# [Work to do]
Render the material from the line with "For each instance of the bread slice, drop" to the line with "225], [463, 254]]" as a Markdown table with the columns Row and Line, skipping blank lines.

# [Data excerpts]
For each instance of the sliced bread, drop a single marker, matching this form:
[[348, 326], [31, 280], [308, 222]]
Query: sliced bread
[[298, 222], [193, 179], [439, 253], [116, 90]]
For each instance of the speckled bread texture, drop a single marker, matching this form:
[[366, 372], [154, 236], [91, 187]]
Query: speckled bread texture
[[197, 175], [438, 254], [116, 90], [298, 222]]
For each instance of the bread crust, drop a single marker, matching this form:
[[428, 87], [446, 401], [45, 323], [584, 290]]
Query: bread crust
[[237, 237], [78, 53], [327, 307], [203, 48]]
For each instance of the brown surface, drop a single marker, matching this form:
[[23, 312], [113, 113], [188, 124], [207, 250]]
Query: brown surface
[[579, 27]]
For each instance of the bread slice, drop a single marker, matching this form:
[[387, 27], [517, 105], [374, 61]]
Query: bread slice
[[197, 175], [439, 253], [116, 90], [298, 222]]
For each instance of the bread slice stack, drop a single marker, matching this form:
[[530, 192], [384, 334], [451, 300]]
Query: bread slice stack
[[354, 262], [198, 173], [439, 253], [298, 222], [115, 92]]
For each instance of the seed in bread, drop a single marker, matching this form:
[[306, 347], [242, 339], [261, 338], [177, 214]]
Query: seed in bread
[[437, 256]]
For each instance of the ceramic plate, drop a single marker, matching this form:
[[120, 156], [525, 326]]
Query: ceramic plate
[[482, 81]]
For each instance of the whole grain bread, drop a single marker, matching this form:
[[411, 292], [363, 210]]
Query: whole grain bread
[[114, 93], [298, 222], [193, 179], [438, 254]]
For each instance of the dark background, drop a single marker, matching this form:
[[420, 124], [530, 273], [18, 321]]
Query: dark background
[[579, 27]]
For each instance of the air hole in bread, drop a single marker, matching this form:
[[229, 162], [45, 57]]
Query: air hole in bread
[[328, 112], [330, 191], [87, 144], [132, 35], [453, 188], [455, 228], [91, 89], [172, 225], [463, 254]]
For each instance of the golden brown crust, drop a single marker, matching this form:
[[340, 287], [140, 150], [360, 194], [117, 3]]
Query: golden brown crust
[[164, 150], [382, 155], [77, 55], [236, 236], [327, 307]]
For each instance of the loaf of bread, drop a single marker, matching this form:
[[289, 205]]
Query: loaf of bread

# [Response to this task]
| Row | Line |
|---|---|
| 1 | For each instance of the bread slice, drop a single marker, matching this form: |
| 2 | [[387, 27], [517, 105], [374, 61]] |
| 3 | Query: bread slice |
| 4 | [[197, 175], [439, 253], [116, 90], [298, 222]] |
| 5 | For each instance of the bread slice stack, drop a single marker, matching this form: |
| 6 | [[530, 192], [384, 334], [451, 300]] |
| 7 | Query: bread slice stack |
| 8 | [[354, 262], [198, 173], [439, 253], [298, 222], [115, 92]] |
| 9 | For each instance of the seed in bread, drop a single marker, matching this form: |
| 10 | [[306, 347], [242, 339], [261, 338], [177, 214]] |
| 11 | Query: seed in bread |
| 12 | [[437, 256]] |
| 13 | For each instance of the ceramic plate, drop a single marker, matching this form: |
| 14 | [[120, 156], [525, 326]] |
| 15 | Query: ceramic plate |
| 16 | [[482, 81]] |
| 17 | For each instance of the whole grain bread, drop a single marker, matching this form: |
| 18 | [[411, 292], [363, 210]] |
| 19 | Query: whole grain bread |
| 20 | [[114, 93], [298, 222], [193, 179], [438, 254]] |
| 21 | For each instance of the dark background, drop a single marker, matching this form: |
| 22 | [[420, 124], [530, 273], [18, 321]] |
| 23 | Query: dark background |
| 24 | [[579, 27]] |
| 25 | For each instance of the air hole in bread, drop a single marker, matching this form: |
| 26 | [[229, 162], [45, 57]] |
| 27 | Query: air hole in bread |
| 28 | [[328, 112], [330, 191], [87, 144], [132, 35], [453, 188], [455, 228], [91, 89], [172, 225], [463, 254]] |